Material shown:

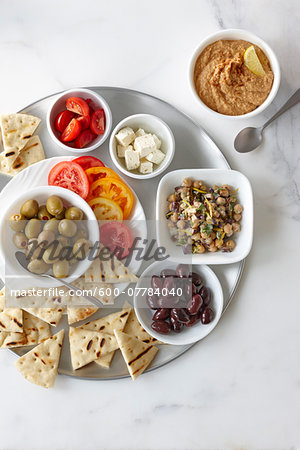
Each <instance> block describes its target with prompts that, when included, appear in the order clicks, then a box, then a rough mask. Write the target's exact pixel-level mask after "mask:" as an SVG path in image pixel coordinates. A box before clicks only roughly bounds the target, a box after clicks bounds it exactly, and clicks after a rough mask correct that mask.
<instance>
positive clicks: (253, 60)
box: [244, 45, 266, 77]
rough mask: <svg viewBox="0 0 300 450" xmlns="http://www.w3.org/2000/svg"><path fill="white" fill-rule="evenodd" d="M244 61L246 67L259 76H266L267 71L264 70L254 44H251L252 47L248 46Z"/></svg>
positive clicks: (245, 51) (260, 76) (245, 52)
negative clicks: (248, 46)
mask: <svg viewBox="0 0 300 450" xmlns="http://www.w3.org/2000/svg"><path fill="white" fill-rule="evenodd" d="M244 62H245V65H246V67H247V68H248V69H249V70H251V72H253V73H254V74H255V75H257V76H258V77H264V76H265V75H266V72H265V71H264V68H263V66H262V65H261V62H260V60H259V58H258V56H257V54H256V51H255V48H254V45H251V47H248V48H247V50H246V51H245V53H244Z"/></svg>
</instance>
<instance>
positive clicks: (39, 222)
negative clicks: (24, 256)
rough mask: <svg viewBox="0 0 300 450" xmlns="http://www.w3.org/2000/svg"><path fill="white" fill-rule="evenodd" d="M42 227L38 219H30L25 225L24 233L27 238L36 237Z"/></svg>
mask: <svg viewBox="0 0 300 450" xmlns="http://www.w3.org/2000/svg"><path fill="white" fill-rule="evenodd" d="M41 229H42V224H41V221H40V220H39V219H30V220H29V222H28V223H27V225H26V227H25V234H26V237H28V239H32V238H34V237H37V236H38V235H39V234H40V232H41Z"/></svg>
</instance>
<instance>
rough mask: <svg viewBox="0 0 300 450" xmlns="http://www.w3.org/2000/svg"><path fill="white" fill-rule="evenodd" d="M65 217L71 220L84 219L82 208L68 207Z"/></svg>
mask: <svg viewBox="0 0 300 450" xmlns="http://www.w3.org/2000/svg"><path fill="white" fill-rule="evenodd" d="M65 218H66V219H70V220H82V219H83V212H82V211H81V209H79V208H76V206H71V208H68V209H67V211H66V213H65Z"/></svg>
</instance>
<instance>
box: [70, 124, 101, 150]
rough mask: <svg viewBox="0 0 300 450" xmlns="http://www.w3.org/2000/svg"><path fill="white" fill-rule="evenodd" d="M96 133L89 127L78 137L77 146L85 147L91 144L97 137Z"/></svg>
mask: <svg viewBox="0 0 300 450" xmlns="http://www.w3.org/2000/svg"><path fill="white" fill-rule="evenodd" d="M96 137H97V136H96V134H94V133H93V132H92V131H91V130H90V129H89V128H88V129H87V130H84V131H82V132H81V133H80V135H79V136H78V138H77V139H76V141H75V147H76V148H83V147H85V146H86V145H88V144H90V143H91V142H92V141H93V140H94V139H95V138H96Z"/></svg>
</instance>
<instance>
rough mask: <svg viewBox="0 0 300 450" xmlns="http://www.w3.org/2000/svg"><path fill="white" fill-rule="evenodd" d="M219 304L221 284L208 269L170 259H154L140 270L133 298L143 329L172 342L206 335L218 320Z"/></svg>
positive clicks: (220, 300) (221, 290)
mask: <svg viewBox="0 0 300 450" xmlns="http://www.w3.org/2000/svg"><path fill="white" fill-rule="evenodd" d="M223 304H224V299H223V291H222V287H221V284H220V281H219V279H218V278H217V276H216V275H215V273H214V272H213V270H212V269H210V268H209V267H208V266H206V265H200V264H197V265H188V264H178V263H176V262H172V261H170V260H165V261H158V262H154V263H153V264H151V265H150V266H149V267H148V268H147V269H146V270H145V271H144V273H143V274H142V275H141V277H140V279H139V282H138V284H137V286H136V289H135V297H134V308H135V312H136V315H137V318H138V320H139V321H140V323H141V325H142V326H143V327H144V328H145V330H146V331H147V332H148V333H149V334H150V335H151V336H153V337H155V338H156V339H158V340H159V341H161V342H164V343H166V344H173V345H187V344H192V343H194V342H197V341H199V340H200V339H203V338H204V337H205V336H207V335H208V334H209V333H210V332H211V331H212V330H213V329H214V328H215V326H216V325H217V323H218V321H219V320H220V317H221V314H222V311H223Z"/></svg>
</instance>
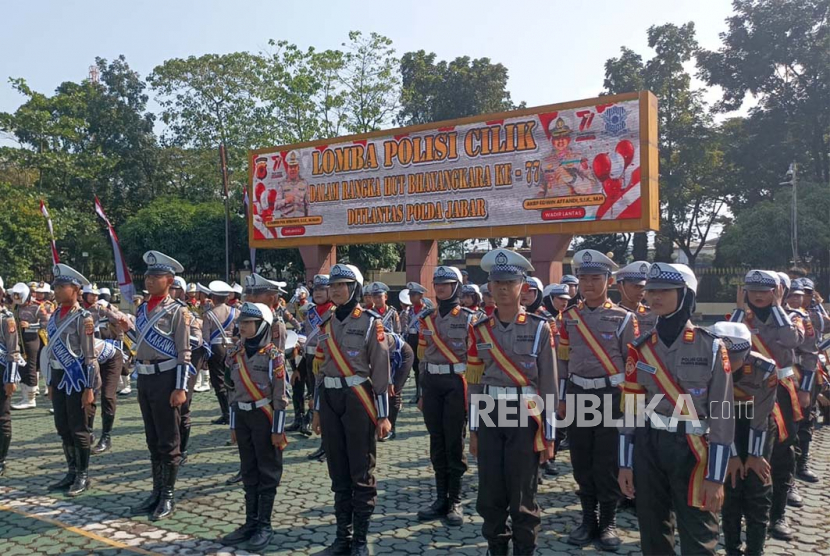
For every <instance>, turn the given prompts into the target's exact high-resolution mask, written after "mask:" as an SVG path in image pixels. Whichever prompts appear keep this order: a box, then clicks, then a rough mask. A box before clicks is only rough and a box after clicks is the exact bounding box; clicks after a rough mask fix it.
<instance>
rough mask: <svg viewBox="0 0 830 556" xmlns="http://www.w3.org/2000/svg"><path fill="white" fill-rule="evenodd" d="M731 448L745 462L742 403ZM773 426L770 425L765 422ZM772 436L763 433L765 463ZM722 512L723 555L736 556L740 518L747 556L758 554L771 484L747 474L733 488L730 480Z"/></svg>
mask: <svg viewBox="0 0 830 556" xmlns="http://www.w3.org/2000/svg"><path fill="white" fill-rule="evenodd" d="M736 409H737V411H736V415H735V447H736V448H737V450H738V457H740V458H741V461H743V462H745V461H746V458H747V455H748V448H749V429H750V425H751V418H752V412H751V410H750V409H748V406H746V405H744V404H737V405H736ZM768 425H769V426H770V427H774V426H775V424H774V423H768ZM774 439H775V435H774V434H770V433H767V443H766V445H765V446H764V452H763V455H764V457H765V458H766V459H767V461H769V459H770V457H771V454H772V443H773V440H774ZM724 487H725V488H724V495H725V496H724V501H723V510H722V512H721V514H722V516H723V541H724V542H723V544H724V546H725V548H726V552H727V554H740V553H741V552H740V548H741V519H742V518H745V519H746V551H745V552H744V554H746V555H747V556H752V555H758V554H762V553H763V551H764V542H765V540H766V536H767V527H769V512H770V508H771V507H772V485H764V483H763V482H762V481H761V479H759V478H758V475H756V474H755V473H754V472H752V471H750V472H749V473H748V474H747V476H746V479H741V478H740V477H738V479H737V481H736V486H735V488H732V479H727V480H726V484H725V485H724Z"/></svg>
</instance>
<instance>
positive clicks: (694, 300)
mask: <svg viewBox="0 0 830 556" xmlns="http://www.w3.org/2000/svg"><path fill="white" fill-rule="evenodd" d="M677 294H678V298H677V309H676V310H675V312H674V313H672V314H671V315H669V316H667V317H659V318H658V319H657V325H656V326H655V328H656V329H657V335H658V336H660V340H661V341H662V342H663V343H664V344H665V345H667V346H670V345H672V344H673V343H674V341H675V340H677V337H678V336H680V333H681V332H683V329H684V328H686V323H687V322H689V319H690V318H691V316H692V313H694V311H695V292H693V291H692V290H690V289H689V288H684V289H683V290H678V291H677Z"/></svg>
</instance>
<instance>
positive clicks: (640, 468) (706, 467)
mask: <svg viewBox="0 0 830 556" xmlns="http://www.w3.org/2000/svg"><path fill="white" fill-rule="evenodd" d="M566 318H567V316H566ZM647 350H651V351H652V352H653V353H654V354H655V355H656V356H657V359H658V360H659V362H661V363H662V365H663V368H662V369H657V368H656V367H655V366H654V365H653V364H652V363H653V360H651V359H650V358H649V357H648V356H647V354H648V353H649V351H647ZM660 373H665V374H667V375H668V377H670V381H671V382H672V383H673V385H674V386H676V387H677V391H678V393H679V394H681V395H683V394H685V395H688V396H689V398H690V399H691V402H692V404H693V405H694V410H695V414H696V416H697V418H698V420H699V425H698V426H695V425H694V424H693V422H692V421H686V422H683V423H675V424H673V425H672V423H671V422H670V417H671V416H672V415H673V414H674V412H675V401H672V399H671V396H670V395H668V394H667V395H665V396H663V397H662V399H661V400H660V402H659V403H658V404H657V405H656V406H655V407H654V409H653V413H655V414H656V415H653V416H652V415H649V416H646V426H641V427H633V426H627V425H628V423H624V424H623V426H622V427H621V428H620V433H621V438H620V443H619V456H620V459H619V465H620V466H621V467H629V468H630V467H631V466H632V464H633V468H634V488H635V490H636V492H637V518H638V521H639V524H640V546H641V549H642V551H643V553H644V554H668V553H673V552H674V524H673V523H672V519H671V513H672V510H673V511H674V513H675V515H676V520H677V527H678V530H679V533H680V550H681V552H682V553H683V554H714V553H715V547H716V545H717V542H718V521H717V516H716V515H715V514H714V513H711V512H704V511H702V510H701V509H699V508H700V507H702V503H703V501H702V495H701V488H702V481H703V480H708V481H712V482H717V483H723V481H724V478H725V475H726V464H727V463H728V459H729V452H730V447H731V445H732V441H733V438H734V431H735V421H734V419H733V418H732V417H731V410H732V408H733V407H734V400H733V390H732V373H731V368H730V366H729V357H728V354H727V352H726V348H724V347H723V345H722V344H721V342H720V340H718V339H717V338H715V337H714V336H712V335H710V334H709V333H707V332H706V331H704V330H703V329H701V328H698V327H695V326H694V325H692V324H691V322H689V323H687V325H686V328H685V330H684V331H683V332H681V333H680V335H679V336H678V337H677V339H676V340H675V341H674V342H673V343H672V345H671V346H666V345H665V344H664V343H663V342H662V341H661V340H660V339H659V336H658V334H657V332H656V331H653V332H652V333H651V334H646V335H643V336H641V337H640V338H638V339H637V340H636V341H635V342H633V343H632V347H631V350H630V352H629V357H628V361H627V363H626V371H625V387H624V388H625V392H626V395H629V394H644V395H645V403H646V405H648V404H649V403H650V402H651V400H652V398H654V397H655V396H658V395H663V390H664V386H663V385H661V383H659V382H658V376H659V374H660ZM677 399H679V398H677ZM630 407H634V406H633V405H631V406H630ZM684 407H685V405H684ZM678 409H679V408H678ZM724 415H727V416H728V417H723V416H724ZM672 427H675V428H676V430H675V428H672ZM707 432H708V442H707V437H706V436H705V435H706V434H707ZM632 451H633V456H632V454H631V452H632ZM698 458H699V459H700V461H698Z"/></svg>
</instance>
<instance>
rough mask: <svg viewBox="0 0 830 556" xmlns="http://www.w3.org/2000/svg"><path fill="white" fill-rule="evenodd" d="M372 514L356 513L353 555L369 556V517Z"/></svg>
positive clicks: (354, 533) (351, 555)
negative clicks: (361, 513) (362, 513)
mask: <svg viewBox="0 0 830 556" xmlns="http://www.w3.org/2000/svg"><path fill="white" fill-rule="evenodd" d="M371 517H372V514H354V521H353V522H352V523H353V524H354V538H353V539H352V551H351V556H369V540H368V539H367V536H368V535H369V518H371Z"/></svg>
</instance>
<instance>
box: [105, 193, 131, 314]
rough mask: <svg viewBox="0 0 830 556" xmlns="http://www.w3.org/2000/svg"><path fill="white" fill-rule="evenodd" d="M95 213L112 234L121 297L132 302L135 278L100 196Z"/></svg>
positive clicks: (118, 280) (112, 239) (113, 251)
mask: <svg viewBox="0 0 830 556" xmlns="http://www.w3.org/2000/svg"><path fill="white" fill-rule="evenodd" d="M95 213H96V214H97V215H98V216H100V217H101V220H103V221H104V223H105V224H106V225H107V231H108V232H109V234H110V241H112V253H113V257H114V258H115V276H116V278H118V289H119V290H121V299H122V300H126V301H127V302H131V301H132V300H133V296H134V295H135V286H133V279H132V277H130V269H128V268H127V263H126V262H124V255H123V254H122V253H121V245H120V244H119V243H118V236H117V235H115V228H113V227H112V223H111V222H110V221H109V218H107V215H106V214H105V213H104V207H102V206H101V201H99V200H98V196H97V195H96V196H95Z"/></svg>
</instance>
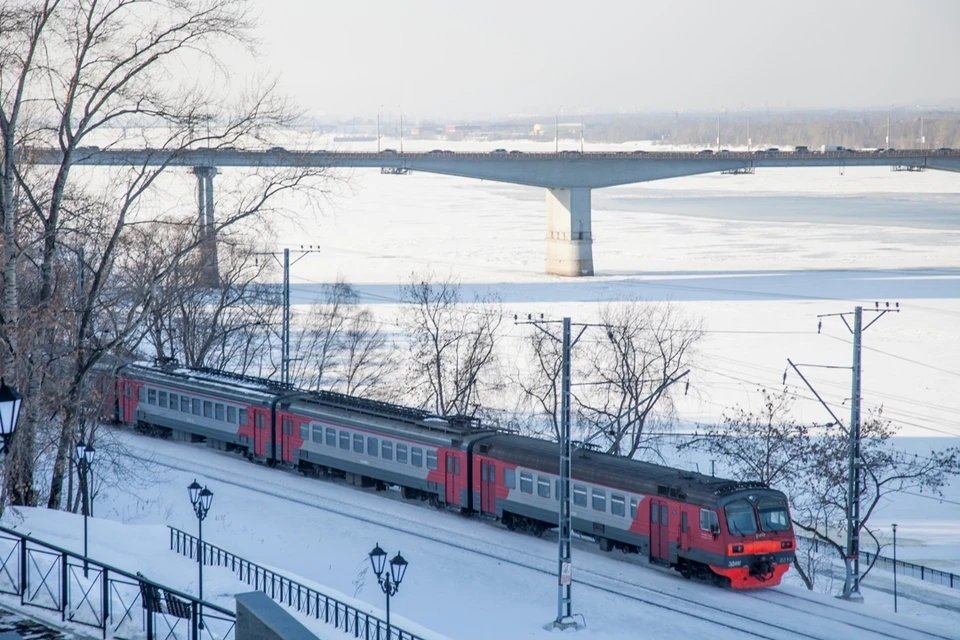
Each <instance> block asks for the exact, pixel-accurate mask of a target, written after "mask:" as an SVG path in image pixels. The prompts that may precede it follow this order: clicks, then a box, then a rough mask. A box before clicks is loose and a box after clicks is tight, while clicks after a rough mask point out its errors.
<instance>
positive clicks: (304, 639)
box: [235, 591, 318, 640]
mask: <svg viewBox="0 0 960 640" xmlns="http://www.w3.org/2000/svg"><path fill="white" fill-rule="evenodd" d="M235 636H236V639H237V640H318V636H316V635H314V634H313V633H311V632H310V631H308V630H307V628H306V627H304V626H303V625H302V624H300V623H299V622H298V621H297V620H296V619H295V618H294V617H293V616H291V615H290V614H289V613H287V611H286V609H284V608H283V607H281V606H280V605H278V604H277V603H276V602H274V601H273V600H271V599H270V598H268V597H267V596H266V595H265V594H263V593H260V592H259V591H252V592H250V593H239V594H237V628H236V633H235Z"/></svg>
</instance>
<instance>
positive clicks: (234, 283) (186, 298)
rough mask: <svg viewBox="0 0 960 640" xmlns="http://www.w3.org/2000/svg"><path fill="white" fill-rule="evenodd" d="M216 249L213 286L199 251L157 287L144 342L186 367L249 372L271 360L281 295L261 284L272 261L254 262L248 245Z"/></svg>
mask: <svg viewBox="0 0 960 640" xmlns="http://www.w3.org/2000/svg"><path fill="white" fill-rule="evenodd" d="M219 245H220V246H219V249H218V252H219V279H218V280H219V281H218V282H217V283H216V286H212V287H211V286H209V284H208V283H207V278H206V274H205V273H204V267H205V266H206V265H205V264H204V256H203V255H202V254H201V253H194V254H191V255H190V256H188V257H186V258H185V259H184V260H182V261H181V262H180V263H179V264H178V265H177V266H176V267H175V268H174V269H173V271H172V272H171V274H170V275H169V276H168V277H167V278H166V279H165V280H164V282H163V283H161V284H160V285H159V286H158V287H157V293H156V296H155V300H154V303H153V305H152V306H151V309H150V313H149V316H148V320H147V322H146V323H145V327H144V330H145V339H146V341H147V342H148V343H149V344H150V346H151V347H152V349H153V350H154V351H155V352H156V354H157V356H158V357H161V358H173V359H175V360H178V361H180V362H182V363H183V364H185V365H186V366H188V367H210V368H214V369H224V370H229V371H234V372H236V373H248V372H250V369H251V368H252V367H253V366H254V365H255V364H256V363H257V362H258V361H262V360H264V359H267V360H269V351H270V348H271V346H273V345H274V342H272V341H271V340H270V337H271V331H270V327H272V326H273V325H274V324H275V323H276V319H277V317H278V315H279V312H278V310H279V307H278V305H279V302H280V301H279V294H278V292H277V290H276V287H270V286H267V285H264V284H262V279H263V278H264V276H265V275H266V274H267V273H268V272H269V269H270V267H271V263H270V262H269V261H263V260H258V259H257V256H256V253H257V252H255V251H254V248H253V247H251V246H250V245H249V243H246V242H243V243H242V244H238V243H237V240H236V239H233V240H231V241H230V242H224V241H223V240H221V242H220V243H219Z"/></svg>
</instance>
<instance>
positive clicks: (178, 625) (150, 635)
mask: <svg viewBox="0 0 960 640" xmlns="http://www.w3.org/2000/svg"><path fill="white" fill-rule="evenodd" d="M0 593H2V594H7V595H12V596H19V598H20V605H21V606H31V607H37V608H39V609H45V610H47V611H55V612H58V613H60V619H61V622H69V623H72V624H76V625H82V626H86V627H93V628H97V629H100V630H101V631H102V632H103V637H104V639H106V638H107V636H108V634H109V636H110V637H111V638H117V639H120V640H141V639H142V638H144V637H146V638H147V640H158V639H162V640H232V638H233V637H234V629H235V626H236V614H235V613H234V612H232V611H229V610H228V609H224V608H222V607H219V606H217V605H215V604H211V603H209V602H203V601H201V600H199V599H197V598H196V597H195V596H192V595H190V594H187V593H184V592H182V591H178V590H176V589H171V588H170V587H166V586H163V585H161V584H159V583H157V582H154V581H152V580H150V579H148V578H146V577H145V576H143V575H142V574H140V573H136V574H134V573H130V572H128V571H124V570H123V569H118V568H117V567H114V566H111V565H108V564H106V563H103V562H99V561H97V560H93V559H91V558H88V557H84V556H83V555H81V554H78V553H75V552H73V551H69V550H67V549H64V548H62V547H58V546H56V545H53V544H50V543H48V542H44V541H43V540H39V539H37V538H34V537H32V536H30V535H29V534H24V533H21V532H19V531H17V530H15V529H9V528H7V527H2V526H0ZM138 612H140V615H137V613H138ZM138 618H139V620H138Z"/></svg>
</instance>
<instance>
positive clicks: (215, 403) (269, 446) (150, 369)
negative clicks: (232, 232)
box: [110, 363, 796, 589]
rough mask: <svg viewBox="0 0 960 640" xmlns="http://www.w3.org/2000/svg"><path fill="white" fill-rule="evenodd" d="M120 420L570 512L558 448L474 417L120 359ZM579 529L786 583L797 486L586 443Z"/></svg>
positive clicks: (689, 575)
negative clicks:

Assigned task:
Return, from the data, each line that has the word "appear" in it.

Answer space:
Each <instance> block describes its target with prompts that, when included, appear in the order clicks, then a box, then a rough mask. Write the target's exact pixel-level mask after "mask:" as an SVG path in image pixel coordinates. A box before clicks only roughly bounds the target, a box after clicks bounds it exactly, and clicks after a rough mask correct that mask.
For every <instance>, turn the given prompts into the target's exact high-resolution mask, written after "mask:" as an SVG path in image pixels. Whichever prompts appear keep this order: a box, then clicks, then a rough mask. A box before clicks is only rough and a box after clicks is the exact bounding box; clicks after a rough mask fix it.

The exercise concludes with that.